WORK ORDER: In the entries that follow, count each line containing "shirt" and state the total, nothing more.

·····

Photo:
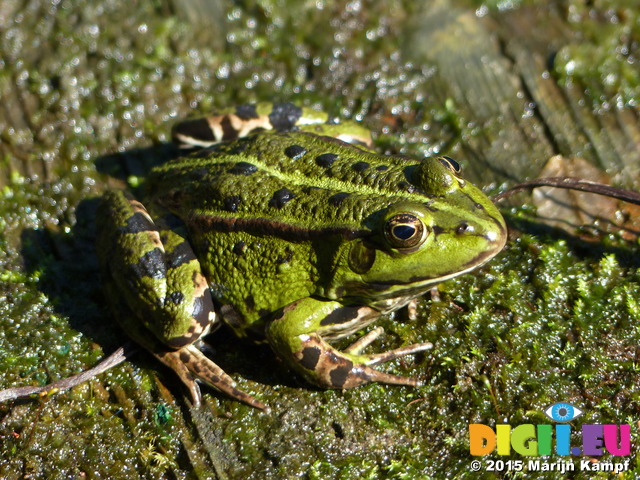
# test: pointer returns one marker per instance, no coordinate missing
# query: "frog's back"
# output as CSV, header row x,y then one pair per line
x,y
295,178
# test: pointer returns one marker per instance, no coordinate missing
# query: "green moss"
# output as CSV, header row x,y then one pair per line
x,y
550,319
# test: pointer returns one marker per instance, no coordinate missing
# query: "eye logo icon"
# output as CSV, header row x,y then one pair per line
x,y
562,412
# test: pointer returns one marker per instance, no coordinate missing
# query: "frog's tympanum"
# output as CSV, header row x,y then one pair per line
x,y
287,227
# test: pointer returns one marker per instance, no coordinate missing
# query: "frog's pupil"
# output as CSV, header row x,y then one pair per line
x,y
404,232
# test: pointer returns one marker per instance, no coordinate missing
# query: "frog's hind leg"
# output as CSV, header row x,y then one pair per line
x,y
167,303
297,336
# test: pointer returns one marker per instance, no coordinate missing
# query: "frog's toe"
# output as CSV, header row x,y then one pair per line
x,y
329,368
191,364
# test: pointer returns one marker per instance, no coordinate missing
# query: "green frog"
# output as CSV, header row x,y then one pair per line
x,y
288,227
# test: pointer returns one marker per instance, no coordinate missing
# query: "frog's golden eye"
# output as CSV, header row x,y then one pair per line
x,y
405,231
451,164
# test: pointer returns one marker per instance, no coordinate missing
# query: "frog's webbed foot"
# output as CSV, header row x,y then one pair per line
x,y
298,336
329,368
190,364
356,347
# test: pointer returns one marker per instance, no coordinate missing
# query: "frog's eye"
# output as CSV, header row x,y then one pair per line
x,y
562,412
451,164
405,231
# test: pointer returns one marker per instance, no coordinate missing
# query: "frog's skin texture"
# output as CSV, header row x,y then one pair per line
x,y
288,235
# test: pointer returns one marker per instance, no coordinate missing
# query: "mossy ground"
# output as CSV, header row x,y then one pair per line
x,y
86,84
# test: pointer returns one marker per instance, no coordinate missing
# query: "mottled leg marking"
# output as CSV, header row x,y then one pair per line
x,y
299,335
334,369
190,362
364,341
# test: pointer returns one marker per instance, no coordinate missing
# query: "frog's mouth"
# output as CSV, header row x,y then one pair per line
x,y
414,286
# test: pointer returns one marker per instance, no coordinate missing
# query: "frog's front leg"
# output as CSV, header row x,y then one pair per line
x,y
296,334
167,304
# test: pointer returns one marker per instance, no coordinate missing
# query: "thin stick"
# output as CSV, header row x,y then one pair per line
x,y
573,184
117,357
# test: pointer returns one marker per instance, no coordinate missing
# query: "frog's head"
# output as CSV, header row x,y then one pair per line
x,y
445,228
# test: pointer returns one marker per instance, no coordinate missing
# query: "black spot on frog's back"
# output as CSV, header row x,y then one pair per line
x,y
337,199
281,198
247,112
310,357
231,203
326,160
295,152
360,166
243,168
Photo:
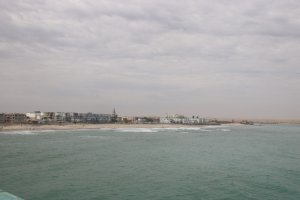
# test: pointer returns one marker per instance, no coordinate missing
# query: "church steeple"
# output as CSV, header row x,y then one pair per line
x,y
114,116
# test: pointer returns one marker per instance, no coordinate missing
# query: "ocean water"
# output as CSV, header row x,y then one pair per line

·····

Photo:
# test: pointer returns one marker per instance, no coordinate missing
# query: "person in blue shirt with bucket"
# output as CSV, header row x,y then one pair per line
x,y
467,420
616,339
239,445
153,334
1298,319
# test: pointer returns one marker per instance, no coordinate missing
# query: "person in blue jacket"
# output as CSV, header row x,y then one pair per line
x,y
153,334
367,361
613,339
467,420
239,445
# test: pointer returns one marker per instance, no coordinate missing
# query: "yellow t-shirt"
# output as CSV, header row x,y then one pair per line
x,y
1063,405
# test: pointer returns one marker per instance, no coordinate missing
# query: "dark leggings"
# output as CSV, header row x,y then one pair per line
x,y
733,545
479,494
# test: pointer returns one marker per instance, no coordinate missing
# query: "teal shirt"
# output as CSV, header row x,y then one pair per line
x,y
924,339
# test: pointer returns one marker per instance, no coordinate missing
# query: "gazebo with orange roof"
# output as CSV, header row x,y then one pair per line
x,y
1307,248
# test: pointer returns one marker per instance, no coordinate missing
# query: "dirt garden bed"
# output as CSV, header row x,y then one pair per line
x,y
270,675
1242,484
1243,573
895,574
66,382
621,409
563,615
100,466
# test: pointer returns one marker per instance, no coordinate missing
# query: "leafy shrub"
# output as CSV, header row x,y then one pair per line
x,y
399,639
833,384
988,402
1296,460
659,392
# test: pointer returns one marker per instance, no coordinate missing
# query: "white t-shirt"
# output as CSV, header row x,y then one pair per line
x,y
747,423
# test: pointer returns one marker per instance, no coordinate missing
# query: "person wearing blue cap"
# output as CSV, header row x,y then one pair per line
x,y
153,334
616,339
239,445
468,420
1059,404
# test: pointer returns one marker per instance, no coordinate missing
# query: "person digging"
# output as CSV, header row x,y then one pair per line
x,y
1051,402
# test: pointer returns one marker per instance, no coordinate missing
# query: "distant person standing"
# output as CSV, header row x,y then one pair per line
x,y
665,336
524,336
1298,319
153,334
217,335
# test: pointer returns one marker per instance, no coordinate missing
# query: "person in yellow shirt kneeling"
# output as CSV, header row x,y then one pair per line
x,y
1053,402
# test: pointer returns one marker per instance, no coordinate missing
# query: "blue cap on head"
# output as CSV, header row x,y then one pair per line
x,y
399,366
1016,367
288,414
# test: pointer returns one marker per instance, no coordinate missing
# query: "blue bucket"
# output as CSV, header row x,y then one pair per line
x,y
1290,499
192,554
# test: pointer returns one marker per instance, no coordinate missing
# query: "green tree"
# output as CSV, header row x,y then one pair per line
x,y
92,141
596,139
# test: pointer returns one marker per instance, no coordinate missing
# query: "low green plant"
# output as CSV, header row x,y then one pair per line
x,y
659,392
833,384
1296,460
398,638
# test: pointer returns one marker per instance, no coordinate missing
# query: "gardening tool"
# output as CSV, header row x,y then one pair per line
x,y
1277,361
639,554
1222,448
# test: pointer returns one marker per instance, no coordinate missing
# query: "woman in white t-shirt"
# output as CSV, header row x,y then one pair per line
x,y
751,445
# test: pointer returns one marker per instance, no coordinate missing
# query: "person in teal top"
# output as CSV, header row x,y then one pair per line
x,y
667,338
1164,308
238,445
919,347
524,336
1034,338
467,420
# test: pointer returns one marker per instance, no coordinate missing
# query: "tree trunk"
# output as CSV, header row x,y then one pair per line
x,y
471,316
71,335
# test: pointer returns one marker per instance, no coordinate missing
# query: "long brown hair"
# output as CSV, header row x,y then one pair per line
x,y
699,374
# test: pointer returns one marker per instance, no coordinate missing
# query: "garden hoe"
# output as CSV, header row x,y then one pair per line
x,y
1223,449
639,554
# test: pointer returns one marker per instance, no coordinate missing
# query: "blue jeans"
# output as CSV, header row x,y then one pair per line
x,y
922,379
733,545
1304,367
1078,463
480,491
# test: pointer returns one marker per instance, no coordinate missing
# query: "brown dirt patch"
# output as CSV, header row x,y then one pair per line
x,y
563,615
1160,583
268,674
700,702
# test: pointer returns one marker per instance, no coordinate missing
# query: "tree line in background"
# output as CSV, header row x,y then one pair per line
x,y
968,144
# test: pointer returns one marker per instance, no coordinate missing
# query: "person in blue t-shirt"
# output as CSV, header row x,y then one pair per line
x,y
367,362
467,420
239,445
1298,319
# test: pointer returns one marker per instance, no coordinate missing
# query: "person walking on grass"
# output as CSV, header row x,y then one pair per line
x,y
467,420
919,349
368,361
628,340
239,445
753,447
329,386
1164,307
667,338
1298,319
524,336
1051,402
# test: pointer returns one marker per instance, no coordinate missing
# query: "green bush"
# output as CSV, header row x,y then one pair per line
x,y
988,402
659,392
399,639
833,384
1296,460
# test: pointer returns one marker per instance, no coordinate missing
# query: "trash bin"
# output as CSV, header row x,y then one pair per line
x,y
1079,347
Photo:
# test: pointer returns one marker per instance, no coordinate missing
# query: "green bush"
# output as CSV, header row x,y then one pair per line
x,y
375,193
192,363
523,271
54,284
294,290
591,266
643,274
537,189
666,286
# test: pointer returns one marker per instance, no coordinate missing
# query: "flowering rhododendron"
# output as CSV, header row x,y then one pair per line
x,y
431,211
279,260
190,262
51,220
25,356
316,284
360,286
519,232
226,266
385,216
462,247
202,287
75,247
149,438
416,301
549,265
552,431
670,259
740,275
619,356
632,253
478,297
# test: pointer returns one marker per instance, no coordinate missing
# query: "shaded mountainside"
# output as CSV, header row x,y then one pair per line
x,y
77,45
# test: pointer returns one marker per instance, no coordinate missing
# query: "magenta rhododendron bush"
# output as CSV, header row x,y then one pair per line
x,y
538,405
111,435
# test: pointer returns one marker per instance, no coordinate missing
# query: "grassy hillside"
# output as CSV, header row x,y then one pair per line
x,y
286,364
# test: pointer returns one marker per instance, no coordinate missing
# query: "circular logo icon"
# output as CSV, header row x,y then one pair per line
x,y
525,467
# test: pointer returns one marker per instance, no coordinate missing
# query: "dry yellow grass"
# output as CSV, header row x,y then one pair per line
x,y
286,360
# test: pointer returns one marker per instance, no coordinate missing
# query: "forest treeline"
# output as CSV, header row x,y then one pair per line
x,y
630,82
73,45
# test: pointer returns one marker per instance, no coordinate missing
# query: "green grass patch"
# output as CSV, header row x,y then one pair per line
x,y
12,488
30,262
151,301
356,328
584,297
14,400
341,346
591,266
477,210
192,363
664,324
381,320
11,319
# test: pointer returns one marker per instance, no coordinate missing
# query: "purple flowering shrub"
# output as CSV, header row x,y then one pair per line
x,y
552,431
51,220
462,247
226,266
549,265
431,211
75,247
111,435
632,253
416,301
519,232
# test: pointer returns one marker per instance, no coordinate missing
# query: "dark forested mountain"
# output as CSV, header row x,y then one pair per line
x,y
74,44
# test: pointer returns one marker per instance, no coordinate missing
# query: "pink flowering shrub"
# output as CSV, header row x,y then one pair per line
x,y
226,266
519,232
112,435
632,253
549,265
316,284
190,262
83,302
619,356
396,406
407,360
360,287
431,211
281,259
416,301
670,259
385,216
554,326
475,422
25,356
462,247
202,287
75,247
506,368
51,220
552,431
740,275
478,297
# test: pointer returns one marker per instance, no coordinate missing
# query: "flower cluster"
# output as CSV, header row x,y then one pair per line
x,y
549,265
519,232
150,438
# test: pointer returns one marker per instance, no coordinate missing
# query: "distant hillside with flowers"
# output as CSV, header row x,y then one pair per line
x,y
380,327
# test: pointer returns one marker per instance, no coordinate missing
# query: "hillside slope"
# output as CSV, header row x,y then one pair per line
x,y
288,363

·····

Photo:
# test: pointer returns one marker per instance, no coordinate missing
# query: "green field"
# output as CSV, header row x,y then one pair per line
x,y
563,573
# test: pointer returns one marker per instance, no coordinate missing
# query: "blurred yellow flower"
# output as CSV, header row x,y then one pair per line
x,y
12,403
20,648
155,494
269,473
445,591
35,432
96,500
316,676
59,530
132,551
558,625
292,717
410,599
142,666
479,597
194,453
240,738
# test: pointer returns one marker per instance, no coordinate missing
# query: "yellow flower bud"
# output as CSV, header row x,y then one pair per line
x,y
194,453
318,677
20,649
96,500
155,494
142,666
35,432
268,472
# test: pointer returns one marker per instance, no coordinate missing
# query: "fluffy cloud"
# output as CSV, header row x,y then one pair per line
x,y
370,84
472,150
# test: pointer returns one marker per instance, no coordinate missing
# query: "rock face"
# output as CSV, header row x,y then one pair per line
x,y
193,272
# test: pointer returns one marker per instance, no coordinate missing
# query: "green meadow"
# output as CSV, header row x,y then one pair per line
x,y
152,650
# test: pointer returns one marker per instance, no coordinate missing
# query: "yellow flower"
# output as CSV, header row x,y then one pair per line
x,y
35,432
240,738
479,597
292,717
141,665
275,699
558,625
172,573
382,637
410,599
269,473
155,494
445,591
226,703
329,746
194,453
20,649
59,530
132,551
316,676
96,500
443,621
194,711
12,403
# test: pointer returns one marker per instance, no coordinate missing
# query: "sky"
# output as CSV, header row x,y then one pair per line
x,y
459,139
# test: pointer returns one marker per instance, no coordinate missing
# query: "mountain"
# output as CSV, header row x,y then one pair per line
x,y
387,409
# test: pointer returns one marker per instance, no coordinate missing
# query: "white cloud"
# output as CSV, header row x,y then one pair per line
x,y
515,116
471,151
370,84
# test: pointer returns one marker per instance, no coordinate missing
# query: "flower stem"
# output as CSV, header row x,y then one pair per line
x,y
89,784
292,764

·····

EXERCISE OUTPUT: 7